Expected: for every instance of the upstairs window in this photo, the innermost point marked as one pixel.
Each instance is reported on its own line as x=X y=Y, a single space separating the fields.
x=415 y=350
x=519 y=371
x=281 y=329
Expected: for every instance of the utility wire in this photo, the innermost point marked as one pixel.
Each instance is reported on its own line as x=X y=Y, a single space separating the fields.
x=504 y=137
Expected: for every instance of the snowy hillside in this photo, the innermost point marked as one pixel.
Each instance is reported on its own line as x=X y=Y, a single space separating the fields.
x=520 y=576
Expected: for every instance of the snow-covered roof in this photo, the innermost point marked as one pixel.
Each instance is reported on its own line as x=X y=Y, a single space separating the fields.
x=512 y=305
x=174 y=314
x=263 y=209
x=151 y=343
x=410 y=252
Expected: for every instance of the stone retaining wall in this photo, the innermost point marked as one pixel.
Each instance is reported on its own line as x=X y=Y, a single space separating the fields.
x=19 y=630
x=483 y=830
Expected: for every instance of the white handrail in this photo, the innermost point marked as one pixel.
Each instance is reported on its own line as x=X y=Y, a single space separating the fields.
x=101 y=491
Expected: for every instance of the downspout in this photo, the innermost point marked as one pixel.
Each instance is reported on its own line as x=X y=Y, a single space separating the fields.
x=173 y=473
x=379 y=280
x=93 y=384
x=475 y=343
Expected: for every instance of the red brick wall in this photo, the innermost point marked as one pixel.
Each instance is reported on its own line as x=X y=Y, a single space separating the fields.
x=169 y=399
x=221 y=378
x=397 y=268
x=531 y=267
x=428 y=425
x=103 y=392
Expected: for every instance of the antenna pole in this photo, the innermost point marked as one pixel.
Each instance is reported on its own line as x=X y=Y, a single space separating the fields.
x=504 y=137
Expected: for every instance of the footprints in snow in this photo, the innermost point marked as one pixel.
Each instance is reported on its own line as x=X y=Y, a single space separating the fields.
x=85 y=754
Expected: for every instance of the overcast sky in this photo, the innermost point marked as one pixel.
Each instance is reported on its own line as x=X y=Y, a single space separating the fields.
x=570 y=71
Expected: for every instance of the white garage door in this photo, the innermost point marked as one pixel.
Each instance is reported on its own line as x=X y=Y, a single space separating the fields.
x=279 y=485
────────
▶ [Short task]: Render everything from the line containing "Expected: for every instance of the overcast" down to the end of the data as a JSON list of strings, one string per line, with blank lines omitted.

▶ [Exercise response]:
[
  "Expected: for every instance of the overcast sky in this photo, the innermost point marked as one pixel.",
  "Each instance is reported on its own line as x=X y=Y, a single space separating the fields.",
  "x=570 y=71",
  "Expected: for every instance of the white garage door in this photo, the innermost point marked as one pixel.",
  "Each instance is reported on its own line as x=X y=Y, a single space separating the fields.",
  "x=279 y=485"
]